Input for this task:
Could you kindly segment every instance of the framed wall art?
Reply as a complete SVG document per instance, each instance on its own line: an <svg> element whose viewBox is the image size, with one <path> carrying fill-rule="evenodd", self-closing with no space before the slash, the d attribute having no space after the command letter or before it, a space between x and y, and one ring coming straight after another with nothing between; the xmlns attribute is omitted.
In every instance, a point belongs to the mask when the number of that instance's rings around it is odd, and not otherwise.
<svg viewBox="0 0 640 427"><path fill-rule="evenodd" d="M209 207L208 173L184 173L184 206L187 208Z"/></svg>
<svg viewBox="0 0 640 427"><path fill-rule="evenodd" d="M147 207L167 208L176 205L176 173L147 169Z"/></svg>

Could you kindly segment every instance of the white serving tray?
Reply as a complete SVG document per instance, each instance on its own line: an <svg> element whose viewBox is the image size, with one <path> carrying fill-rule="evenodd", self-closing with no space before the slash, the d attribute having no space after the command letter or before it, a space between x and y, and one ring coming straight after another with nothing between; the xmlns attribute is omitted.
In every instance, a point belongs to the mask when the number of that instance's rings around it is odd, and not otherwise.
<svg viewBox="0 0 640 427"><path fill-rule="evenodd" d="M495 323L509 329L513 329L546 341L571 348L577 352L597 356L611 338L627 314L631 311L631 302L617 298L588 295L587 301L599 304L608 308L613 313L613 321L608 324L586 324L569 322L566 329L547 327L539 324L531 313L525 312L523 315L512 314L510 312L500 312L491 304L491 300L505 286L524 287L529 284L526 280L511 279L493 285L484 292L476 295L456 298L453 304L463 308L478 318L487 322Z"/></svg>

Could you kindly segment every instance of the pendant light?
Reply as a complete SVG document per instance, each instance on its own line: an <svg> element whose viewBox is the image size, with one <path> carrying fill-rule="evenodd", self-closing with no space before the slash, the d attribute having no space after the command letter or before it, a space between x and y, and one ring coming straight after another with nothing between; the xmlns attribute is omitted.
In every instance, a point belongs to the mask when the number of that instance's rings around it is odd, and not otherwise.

Exercise task:
Lay out the entries above as a numbered list, leaving out the blank lines.

Full answer:
1. Could you kindly segment every instance of the framed wall art?
2. Reply as a complete SVG document per instance, each instance on its own line: an <svg> element whose viewBox is the image size, with one <path> carrying fill-rule="evenodd", self-closing with no space before the slash, the d attribute having no space after the command letter or before it, a space between x and y, and one ring coming straight after another with nothing between; the xmlns attribute is omitted.
3. In every instance, a point belongs to the mask when the number of that instance's rings around it is odd, and not otherwise.
4. <svg viewBox="0 0 640 427"><path fill-rule="evenodd" d="M209 207L208 173L184 173L184 206L187 208Z"/></svg>
5. <svg viewBox="0 0 640 427"><path fill-rule="evenodd" d="M147 207L167 208L176 205L176 173L147 169Z"/></svg>
6. Could you kindly segment every instance of the white serving tray?
7. Reply as a complete SVG document per instance, each instance on its own line: an <svg> element whose viewBox is the image size, with one <path> carrying fill-rule="evenodd", self-closing with no space before the slash, the d attribute having no space after the command letter or before it, a space between x and y, and one ring coming straight after another with nothing between; the xmlns attribute is omitted.
8. In every instance, a point belongs to the mask when the number of that instance's rings around it is odd, and not otherwise.
9. <svg viewBox="0 0 640 427"><path fill-rule="evenodd" d="M495 323L509 329L513 329L546 341L571 348L577 352L597 356L611 338L627 314L631 311L631 302L617 298L588 295L587 301L599 304L608 308L613 313L613 321L608 324L586 324L569 322L566 329L547 327L539 324L531 313L525 312L523 315L512 314L510 312L500 312L491 304L491 300L505 286L524 287L529 284L526 280L511 279L493 285L484 292L476 295L456 298L453 304L463 308L478 318L487 322Z"/></svg>
10. Could you kindly segment every instance of the pendant light?
11. Reply as a complete SVG document per instance, each instance on its own line: an <svg> element whose viewBox is the image size, with one <path> carrying fill-rule="evenodd", self-closing with no space before the slash, the d attribute having no space after the command letter or before it, a space between x and y, and one ring coming straight after another with nothing between; the xmlns attribute is omitted.
12. In every instance, a point belongs to the mask when the number of that instance's rings around it is odd, and not otherwise.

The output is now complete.